Fragment tekstu:
========================================================================
Ukraina zagrożona. Zełenski alarmuje Zachód, bandycki ruch Rosji

Od kilku dni Rosja ostrzeliwuje portowe miasta - Odessę i Mikołajów. Według ukraińskich władz ataki to szantaż związany z zerwaną przez Rosjan umową zbożową. - Do kiedy obowiązywało porozumienie, porty były bezpieczne. Teraz ataki mogą się nasilać i być znacznie bardziej niszczycielskie - ostrzega Mariusz Marszałkowski, ekspert w dziedzinie bezpieczeństwa i energetyki.

Ataki na Odessę i MikołajówAtaki na Odessę i Mikołajów
Źródło zdjęć: © AFP | EastNews
Sylwester Ruszkiewicz

Ukraińskie siły powietrzne podawały, że Rosjanie przez kilka nocy z rzędu bestialsko atakowali porty pociskami rakietowymi typu Onyks, Ch-22, Kalibr i Iskander. W Odessie trafione zostały silosy na zboże i oleje. Według prezydenta Ukrainy Wołodymyra Zełenskiego w tych pierwszych było zboże przeznaczone dla Chin.

Andrij Jermak, szef kancelarii prezydenta Ukrainy, powiązał ataki na Odessę i Mikołajów z kwestią eksportu zboża ukraińskiego przez Morze Czarne.

Przypomnijmy, Rosja wycofała się 17 lipca z tzw. umowy zbożowej, gwarantującej bezpieczny ruch statków ze zbożem i produkcją rolną, wypływających z ukraińskich portów czarnomorskich. Jednocześnie ostrzegła, że będzie uznawać wszystkie statki płynące do ukraińskich portów na Morzu Czarnym za potencjalne jednostki wojskowe. Oznacza to, że Rosja przywraca blokadę morską ukraińskich portów w związku z wygaśnięciem porozumienia zbożowego.

Dalsza część artykułu pod materiałem wideo

Grupa Wagnera przy granicy z Polską. Białoruś opublikowała nagranie z ćwiczeń

W środę w rosyjskim ostrzale portu Czornomorsk pod Odessą zniszczonych zostało 60 tys. ton ziarna, które miało być załadowane i wysłane dwa miesiące temu w ramach umowy zbożowej. Znaczna część infrastruktury służącej do eksportu zboża została uszkodzona.
========================================================================
Podane wpisy:
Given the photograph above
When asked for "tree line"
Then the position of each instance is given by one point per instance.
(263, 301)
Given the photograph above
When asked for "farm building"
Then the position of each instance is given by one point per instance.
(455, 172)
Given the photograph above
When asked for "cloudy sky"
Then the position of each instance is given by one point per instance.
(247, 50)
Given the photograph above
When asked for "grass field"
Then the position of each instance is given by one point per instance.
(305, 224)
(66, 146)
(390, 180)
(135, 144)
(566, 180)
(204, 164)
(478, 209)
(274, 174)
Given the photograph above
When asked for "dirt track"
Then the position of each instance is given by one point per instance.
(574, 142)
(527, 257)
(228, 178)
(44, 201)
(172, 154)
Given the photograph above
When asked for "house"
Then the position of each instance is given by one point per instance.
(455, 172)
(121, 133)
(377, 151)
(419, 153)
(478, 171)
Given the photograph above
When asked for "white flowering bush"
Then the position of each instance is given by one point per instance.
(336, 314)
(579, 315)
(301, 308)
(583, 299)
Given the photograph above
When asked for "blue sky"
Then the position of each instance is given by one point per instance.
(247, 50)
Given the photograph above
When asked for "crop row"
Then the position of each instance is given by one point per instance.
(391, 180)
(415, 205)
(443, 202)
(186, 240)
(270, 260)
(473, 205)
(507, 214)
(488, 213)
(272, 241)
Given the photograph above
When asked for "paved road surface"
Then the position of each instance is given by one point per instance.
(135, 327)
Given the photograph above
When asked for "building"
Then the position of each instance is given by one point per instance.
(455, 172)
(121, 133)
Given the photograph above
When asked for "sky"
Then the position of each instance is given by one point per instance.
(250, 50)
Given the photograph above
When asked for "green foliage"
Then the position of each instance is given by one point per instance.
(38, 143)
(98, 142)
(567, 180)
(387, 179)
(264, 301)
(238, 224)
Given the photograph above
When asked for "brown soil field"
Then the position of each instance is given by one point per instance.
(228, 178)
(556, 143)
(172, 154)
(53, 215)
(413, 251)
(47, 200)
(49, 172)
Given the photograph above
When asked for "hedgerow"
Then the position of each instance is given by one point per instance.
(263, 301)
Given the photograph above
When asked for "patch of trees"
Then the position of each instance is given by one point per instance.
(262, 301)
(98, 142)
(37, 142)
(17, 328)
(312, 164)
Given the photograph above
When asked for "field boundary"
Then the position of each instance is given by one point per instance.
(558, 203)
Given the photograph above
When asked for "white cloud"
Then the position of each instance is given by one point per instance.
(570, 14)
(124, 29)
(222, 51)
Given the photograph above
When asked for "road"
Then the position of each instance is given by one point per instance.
========================================================================
Zadania do wykonania:
1. Ile ton ziarna zniszczył w środę rosyjski ostrzał portu Czornomorsk według artykułu o atakach na ukraińskie porty?
2. Przepisz z artykułu o atakach na ukraińskie porty fragment, który zaczyna się od słów „Ataki na Odessę i MikołajówAtaki”, a kończy na słowach „przeznaczone dla Chin.”.
3. Zamień akapit artykułu o atakach na ukraińskie porty, zaczynający się od słów „Przypomnijmy, Rosja wycofała się”, na krótką listę z jego najważniejszymi faktami.
Zestawienie pochodzi z innego źródła niż artykuł o atakach na ukraińskie porty.

Rozwiązania ćwiczenia:
1. 60 tys. ton.

2.
Ataki na Odessę i MikołajówAtaki na Odessę i Mikołajów
Źródło zdjęć: © AFP | EastNews
Sylwester Ruszkiewicz

Ukraińskie siły powietrzne podawały, że Rosjanie przez kilka nocy z rzędu bestialsko atakowali porty pociskami rakietowymi typu Onyks, Ch-22, Kalibr i Iskander. W Odessie trafione zostały silosy na zboże i oleje. Według prezydenta Ukrainy Wołodymyra Zełenskiego w tych pierwszych było zboże przeznaczone dla Chin.

3.
- 17 lipca Rosja wycofała się z tzw. umowy zbożowej. Umowa gwarantowała bezpieczny ruch statków ze zbożem i produkcją rolną z ukraińskich portów czarnomorskich.
- Rosja ostrzegła, że wszystkie statki płynące do ukraińskich portów na Morzu Czarnym uzna za potencjalne jednostki wojskowe.
- Oznacza to przywrócenie rosyjskiej blokady morskiej ukraińskich portów.